Leaving out the pictures, output the lines from the one that contains "Where can the car shadow" through the end of the material, exactly as they stand.

* BEGIN *

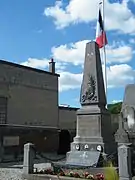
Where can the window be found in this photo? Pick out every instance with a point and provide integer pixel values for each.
(3, 110)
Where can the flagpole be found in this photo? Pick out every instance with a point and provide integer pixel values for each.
(104, 51)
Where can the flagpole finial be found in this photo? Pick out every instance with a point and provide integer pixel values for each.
(100, 2)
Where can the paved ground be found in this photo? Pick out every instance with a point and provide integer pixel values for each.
(13, 171)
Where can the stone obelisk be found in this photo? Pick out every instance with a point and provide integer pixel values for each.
(93, 132)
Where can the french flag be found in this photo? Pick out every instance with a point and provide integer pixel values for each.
(101, 38)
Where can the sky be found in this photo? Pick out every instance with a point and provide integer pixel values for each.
(33, 31)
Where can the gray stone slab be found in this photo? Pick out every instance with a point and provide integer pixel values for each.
(83, 158)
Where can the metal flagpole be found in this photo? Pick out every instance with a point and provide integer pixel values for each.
(104, 50)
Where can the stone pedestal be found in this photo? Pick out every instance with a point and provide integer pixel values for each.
(93, 132)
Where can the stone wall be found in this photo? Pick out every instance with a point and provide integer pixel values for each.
(67, 118)
(32, 95)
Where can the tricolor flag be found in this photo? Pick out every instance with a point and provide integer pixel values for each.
(101, 39)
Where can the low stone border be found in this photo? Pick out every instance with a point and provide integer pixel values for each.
(47, 177)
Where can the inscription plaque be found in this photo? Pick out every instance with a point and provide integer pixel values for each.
(83, 158)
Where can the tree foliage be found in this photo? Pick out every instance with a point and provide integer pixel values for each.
(115, 108)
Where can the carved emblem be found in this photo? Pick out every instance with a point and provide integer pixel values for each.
(91, 90)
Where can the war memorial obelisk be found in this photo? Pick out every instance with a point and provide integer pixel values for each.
(93, 131)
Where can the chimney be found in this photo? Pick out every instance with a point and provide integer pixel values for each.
(52, 66)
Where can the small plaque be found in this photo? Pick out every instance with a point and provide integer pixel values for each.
(83, 158)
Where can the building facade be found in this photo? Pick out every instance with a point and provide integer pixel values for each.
(29, 110)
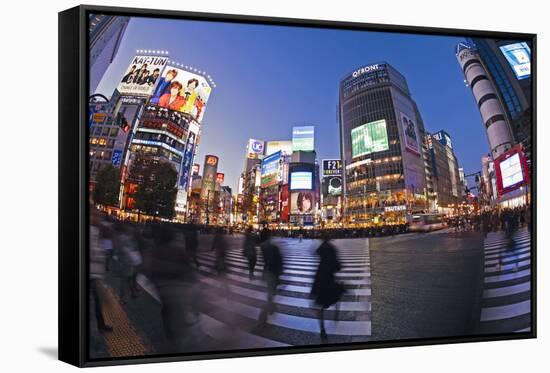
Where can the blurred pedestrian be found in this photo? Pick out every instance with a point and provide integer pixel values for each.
(273, 268)
(325, 289)
(249, 251)
(219, 246)
(97, 272)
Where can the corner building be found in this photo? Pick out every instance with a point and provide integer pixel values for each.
(381, 134)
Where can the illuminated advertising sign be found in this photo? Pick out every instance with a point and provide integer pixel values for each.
(334, 186)
(187, 160)
(142, 75)
(182, 91)
(303, 138)
(410, 134)
(285, 147)
(511, 170)
(116, 159)
(302, 203)
(518, 56)
(270, 170)
(301, 180)
(196, 169)
(284, 200)
(332, 167)
(369, 138)
(255, 149)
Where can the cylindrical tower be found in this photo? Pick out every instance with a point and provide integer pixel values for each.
(494, 118)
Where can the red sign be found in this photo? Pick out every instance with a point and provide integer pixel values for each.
(220, 177)
(511, 170)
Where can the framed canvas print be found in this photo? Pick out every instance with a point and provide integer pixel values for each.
(234, 186)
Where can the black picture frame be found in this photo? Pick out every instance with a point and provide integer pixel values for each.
(73, 185)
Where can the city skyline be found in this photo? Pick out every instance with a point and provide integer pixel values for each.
(256, 63)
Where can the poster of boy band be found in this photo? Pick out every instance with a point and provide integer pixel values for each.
(142, 75)
(183, 91)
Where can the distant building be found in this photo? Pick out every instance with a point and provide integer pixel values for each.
(105, 35)
(381, 136)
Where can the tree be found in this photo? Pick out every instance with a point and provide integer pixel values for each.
(107, 187)
(156, 194)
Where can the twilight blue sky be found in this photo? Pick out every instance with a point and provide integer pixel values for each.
(271, 77)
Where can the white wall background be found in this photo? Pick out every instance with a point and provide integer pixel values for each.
(28, 184)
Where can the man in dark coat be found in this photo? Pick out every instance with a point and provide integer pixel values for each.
(273, 268)
(325, 289)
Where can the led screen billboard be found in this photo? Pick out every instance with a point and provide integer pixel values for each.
(518, 56)
(410, 134)
(142, 75)
(255, 149)
(270, 170)
(302, 202)
(332, 167)
(274, 146)
(369, 138)
(183, 91)
(301, 180)
(303, 138)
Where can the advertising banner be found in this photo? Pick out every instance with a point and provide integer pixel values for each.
(270, 170)
(303, 138)
(285, 147)
(518, 56)
(511, 171)
(369, 138)
(187, 160)
(182, 91)
(284, 200)
(332, 167)
(302, 203)
(142, 75)
(255, 149)
(410, 134)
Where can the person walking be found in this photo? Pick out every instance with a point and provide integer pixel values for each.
(249, 251)
(273, 268)
(325, 290)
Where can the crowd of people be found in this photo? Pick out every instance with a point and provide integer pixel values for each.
(167, 254)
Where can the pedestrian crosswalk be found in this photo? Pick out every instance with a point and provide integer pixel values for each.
(506, 303)
(235, 301)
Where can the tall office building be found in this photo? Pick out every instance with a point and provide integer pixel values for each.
(508, 67)
(381, 135)
(105, 34)
(495, 121)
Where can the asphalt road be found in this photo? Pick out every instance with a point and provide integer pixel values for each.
(426, 285)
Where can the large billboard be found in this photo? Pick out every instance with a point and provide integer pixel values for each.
(511, 170)
(410, 134)
(142, 75)
(285, 147)
(518, 56)
(255, 149)
(369, 138)
(270, 170)
(182, 91)
(332, 167)
(302, 202)
(303, 138)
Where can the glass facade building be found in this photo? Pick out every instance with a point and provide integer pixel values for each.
(387, 179)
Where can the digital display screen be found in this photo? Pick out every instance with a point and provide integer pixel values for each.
(518, 56)
(301, 180)
(511, 171)
(369, 138)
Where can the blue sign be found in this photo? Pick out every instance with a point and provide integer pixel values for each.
(519, 58)
(116, 159)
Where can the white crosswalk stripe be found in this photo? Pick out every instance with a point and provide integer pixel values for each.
(506, 303)
(295, 311)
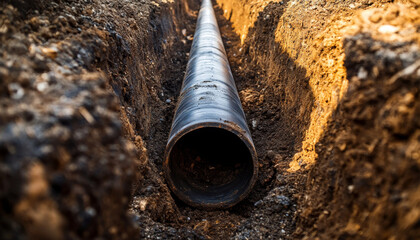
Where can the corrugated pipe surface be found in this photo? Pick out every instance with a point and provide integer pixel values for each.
(210, 159)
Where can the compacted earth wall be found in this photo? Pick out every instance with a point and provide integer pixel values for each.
(330, 89)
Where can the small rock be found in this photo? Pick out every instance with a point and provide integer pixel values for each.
(387, 29)
(16, 91)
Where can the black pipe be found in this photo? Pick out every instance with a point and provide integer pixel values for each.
(210, 159)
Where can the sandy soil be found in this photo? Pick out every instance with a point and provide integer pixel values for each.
(331, 91)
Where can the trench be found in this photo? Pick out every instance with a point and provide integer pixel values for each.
(330, 90)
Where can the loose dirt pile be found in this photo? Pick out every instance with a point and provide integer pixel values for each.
(331, 91)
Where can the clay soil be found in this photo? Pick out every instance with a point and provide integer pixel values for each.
(330, 89)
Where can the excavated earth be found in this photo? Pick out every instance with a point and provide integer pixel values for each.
(330, 89)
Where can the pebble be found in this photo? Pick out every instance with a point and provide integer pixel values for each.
(387, 29)
(16, 91)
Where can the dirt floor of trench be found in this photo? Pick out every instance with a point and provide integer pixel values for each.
(330, 90)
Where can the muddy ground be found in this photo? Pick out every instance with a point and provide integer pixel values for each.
(331, 92)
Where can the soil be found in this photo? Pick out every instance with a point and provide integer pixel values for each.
(330, 89)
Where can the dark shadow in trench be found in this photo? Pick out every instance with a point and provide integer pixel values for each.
(263, 67)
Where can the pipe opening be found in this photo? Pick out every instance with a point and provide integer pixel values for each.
(211, 167)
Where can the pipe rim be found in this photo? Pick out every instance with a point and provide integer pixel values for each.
(232, 128)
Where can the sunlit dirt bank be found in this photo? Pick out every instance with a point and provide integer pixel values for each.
(346, 75)
(330, 89)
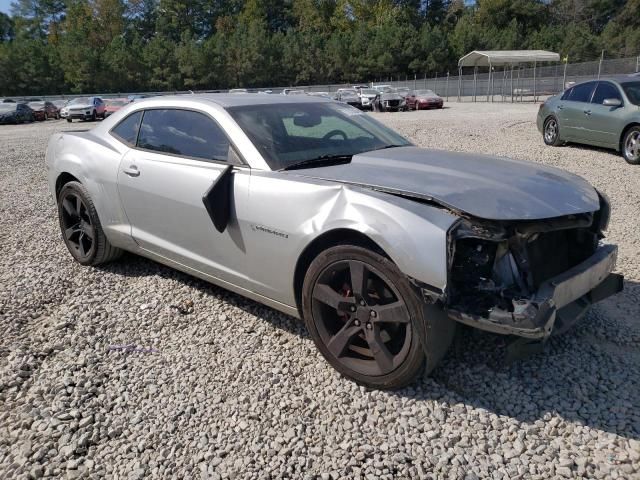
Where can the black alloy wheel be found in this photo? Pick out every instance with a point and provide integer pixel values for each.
(362, 313)
(80, 226)
(77, 228)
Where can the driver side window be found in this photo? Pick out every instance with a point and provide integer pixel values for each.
(605, 90)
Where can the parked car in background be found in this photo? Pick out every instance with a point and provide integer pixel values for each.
(12, 112)
(320, 94)
(112, 105)
(382, 88)
(403, 91)
(389, 101)
(135, 97)
(349, 96)
(60, 104)
(604, 113)
(293, 91)
(44, 110)
(367, 96)
(318, 210)
(423, 99)
(84, 108)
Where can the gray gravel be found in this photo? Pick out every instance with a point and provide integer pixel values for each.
(133, 370)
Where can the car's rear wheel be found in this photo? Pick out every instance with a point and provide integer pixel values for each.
(81, 228)
(551, 132)
(631, 146)
(362, 313)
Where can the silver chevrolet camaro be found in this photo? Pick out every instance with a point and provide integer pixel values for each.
(314, 208)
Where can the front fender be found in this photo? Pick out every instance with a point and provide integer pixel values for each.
(412, 234)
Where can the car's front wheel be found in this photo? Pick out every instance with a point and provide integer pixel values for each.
(363, 316)
(551, 132)
(81, 228)
(631, 146)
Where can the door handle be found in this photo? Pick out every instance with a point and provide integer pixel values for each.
(132, 171)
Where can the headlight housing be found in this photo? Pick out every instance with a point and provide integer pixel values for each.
(604, 214)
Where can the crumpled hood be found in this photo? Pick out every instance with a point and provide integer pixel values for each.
(482, 186)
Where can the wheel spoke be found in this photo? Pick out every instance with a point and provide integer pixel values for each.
(359, 278)
(327, 295)
(392, 313)
(340, 341)
(86, 229)
(81, 244)
(71, 231)
(381, 353)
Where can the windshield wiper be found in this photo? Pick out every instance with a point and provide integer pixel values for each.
(322, 160)
(389, 146)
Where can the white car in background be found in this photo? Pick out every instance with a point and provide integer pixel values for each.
(84, 108)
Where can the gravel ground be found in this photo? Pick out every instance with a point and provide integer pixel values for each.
(211, 385)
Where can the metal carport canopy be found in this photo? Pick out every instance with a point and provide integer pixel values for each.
(493, 58)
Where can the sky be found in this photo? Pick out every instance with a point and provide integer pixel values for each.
(5, 5)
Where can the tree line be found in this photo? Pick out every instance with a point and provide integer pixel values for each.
(75, 46)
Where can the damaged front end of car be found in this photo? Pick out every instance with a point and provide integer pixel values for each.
(529, 278)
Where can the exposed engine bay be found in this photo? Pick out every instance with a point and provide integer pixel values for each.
(505, 276)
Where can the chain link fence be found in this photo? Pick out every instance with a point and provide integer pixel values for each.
(508, 84)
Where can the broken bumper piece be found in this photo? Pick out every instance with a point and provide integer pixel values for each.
(559, 302)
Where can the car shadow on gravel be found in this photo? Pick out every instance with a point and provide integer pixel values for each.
(590, 375)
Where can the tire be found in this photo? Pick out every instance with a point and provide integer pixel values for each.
(551, 132)
(79, 222)
(344, 338)
(631, 145)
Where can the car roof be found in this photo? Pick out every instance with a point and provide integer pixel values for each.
(632, 77)
(232, 100)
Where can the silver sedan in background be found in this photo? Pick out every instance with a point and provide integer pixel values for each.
(604, 113)
(316, 209)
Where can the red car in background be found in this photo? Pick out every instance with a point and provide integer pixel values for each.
(43, 110)
(112, 105)
(423, 99)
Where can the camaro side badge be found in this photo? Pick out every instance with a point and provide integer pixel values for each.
(264, 229)
(217, 200)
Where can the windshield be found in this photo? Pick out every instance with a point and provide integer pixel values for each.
(290, 133)
(632, 90)
(80, 100)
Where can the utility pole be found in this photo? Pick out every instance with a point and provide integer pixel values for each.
(447, 86)
(600, 64)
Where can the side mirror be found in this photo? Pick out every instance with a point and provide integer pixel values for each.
(612, 102)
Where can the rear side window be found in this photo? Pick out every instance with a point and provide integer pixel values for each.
(127, 130)
(582, 93)
(605, 90)
(183, 132)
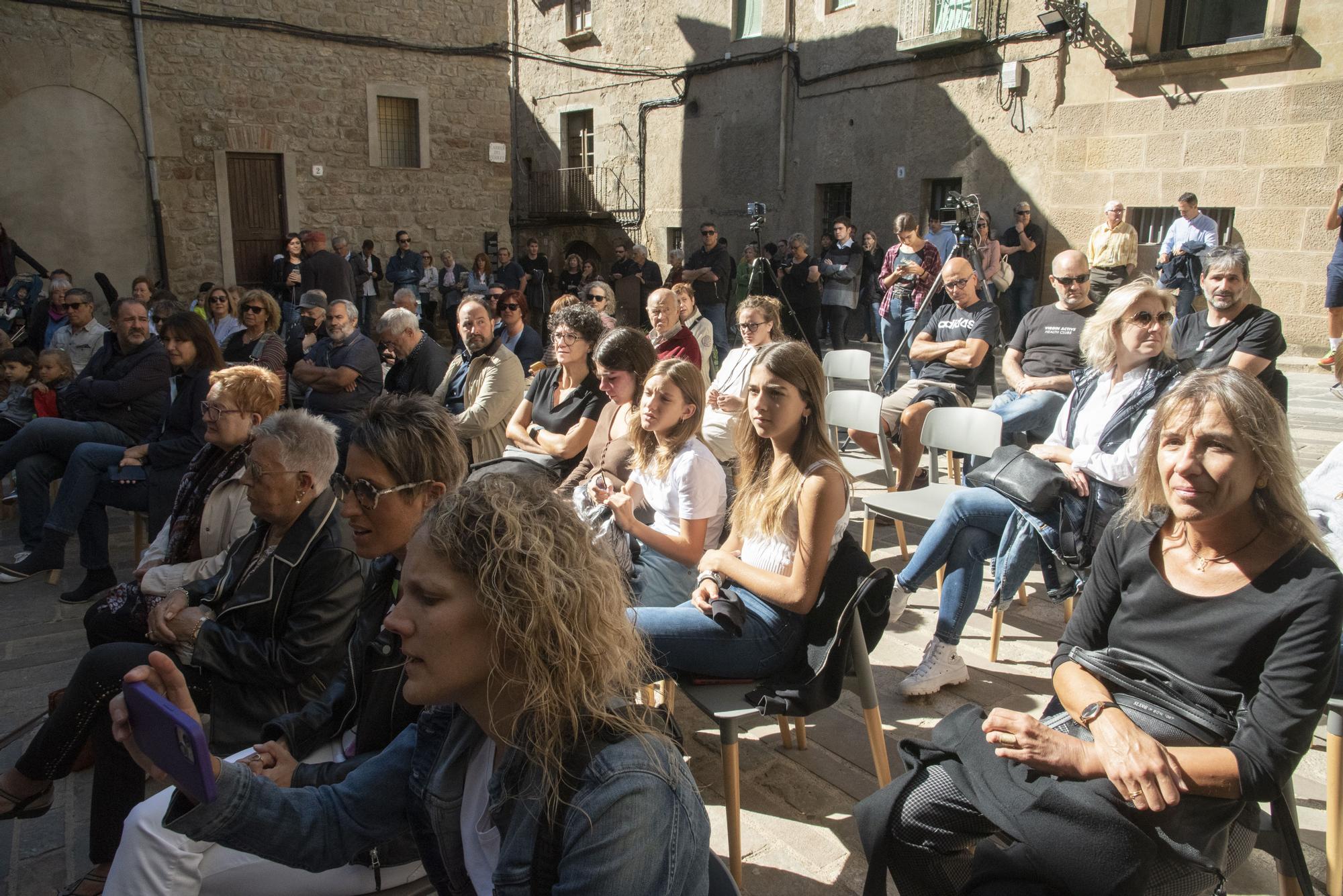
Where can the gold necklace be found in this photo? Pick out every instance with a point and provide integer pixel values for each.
(1219, 558)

* END *

WRITTEN SOLUTION:
Where can the car shadow on gravel be found in this photo? Pick out every instance with a point and provide integer pixel values for each.
(590, 375)
Where can the tire be found in this photo? Pick out every instance with a point and provide integer pixel values for each.
(551, 132)
(79, 222)
(344, 338)
(631, 145)
Where can the car roof be found in this photo? Pick out every instance with a point and provide integer pixel values for each.
(632, 77)
(232, 100)
Where can the silver sedan in background be found in this photo? Pick out every instance with a point and provide integer pixel values for each.
(604, 113)
(316, 209)
Where can the red car in background be found in this photo? Pick out every instance with a point and provide integer pixel values for each.
(43, 110)
(112, 105)
(423, 99)
Where can the camaro side badge be found in this photo? Pick out every instance with a point and provide integer pixel values for each.
(264, 229)
(217, 200)
Where can the windshield be found in this photo? Pick out every instance with a point and provide integer pixel values for each.
(290, 133)
(632, 90)
(80, 100)
Where can the utility pole be found in this photo? Pick out every instance with a point and provide integer pixel values for each.
(447, 86)
(600, 64)
Where can the side mirror be found in this photo? Pick out every instance with a point and provide integer pixel values for each.
(612, 102)
Where can the rear side window be found in this photo? Pick out every instance with a point and provide integer pixel values for each.
(127, 130)
(582, 93)
(605, 90)
(183, 132)
Where can the gold necklace be found in this photo? Pick out every instance with a point and provide integer pixel values for each.
(1219, 558)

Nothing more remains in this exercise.